TASK DIRECTIONS
If a line in the following entries contains the string "lawn", it counts toward the total; report only that total.

(Natural language region descriptions)
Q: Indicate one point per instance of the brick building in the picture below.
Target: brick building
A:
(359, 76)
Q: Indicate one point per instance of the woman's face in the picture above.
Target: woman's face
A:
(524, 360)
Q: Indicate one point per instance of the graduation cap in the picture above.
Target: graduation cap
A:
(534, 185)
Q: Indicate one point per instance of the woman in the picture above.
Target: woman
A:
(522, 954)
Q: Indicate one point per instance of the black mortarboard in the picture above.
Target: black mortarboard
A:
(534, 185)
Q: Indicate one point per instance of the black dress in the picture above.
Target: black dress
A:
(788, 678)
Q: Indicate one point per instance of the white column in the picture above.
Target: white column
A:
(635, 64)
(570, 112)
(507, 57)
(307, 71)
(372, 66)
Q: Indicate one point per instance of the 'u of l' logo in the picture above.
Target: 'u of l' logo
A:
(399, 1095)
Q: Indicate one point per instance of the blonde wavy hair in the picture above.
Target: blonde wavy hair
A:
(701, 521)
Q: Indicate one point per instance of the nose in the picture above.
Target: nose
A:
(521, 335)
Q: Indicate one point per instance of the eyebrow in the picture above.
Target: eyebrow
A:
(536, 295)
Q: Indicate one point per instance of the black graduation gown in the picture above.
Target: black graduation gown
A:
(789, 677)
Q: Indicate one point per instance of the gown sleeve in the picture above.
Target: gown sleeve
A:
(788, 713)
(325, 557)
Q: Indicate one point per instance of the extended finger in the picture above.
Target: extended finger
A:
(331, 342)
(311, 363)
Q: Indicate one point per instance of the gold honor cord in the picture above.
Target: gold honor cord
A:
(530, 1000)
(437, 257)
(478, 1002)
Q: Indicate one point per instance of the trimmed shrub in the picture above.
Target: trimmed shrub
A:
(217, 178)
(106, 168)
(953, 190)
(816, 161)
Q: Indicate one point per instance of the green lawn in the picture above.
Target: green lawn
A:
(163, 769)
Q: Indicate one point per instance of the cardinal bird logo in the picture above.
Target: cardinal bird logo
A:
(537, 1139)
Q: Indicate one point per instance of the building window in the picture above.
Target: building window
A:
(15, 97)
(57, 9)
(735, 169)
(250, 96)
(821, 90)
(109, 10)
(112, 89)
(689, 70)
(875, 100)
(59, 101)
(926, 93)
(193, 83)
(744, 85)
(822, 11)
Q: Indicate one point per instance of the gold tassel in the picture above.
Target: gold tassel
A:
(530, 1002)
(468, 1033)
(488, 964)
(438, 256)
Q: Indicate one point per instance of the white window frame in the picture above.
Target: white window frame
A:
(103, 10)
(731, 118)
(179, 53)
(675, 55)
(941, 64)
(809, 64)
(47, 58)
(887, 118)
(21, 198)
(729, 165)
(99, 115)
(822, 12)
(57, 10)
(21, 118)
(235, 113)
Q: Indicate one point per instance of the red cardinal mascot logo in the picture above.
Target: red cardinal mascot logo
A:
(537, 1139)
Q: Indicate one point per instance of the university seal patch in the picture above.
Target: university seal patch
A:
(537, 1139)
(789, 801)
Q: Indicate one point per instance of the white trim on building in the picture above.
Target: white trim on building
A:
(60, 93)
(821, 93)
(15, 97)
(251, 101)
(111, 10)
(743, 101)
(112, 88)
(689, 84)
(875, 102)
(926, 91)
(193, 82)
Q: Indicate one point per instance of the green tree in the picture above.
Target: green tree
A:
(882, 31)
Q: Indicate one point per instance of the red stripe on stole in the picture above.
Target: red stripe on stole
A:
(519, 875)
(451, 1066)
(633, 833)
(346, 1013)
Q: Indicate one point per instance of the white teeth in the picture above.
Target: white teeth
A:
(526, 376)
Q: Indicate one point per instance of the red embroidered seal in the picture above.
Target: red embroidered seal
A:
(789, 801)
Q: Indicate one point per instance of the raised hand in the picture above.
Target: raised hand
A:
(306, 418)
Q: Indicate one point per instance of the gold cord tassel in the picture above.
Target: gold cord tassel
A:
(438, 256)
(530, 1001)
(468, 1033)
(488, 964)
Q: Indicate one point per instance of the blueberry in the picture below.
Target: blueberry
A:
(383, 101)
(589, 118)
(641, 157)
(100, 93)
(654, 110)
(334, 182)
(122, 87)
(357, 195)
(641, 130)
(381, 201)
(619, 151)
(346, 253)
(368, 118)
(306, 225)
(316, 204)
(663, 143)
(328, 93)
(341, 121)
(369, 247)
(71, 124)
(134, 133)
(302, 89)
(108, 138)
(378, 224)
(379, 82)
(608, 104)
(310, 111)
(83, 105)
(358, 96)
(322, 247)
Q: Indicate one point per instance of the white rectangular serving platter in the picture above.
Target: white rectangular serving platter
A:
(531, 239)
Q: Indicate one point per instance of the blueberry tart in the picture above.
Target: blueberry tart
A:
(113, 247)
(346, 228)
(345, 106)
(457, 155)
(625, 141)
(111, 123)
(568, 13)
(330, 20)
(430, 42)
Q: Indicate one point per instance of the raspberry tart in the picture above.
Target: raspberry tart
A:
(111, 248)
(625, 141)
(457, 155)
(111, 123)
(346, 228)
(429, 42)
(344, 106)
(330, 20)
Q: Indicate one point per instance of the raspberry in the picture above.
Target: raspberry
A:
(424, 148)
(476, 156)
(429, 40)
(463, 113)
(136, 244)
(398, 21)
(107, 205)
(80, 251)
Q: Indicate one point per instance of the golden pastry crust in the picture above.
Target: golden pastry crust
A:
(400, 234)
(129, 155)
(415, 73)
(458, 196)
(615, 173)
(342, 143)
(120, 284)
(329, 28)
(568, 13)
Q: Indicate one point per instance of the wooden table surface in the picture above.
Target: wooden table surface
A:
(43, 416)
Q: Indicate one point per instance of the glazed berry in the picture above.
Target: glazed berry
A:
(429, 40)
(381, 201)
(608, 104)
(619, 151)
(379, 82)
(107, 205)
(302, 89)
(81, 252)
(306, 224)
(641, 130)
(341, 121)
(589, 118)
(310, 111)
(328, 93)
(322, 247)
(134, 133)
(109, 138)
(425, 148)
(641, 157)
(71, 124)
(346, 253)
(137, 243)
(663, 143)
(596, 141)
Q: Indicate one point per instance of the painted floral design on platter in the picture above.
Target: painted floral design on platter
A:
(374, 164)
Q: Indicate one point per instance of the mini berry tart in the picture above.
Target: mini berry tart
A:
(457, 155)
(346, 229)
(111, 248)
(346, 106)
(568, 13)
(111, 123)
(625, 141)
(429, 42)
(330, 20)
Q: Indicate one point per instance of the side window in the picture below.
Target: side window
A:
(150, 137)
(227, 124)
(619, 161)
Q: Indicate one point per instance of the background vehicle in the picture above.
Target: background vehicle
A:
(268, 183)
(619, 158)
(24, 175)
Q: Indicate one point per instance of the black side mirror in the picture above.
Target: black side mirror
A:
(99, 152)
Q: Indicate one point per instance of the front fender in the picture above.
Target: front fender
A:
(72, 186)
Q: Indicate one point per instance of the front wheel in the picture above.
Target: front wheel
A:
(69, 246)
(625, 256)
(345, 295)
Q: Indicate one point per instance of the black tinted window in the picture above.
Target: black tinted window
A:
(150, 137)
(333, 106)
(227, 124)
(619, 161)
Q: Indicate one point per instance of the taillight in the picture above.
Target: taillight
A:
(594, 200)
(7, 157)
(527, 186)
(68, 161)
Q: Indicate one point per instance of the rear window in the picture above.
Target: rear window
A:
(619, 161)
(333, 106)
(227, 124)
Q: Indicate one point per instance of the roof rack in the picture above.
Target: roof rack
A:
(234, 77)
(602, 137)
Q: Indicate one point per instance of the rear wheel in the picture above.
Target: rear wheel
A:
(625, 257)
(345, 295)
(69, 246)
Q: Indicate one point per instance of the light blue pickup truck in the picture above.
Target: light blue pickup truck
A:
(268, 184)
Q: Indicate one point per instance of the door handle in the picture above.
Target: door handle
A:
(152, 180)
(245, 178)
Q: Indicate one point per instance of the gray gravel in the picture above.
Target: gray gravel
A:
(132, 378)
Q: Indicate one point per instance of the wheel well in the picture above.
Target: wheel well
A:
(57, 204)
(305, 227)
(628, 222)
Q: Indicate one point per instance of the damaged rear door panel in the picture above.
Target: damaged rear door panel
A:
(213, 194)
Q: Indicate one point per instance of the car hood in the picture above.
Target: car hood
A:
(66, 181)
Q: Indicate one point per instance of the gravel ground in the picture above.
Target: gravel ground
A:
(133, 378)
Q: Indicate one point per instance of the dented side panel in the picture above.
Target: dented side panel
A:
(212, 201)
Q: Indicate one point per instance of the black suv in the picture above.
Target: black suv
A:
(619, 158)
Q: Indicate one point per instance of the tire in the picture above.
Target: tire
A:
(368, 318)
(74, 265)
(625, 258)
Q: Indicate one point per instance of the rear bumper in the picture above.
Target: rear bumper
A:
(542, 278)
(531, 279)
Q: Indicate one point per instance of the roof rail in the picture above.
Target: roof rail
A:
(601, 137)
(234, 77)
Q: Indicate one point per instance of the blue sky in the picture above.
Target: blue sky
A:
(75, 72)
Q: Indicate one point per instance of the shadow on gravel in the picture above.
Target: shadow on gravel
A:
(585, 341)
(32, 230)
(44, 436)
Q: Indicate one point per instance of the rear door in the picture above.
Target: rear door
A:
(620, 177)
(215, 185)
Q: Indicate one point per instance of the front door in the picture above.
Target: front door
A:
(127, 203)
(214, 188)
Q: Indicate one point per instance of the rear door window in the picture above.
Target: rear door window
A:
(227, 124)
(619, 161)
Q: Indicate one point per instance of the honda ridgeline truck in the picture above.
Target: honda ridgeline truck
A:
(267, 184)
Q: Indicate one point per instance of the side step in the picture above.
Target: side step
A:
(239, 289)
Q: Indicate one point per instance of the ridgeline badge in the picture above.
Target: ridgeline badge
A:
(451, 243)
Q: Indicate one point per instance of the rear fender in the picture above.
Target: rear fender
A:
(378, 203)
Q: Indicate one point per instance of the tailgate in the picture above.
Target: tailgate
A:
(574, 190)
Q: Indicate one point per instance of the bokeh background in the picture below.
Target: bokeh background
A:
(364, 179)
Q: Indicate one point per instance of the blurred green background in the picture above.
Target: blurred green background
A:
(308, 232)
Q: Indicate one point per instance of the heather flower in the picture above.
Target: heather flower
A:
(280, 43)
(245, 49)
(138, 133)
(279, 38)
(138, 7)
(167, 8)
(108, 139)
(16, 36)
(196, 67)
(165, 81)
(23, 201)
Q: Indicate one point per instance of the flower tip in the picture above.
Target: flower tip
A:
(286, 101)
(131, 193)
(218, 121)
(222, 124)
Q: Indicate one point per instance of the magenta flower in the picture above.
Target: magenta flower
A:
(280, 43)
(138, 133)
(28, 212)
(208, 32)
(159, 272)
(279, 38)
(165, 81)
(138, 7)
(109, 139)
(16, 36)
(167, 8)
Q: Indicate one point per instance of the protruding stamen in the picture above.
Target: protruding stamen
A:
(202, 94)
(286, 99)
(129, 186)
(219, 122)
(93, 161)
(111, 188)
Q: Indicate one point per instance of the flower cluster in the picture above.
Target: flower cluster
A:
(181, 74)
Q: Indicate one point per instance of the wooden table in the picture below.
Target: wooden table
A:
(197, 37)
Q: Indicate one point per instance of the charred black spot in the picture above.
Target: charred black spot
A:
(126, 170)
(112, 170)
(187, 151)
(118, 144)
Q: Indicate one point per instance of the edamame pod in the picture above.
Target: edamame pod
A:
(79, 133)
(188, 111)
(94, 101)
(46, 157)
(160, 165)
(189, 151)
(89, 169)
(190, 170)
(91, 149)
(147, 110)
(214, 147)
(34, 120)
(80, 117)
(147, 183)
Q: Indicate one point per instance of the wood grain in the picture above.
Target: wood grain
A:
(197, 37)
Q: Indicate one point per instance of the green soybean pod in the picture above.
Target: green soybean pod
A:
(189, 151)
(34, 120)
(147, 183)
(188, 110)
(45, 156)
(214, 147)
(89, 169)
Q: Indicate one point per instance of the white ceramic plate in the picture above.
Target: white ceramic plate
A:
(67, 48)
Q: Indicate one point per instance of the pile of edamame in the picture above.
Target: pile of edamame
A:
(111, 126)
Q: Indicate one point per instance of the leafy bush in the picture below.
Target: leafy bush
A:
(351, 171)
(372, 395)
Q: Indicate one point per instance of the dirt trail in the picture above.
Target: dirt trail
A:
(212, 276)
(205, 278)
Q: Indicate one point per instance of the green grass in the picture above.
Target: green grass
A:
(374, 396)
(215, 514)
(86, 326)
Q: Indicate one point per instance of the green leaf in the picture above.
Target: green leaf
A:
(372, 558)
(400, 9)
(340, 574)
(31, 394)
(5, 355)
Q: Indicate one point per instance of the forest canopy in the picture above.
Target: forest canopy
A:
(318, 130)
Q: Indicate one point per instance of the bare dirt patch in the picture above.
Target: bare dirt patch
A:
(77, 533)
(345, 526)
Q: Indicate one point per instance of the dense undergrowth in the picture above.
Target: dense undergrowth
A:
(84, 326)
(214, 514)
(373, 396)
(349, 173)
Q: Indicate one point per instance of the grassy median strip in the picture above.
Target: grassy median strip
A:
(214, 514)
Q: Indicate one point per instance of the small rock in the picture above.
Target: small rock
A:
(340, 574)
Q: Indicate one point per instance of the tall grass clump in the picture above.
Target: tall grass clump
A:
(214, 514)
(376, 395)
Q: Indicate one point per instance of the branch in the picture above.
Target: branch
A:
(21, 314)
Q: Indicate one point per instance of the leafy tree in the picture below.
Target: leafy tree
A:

SOLUTION FOR THIS EXERCISE
2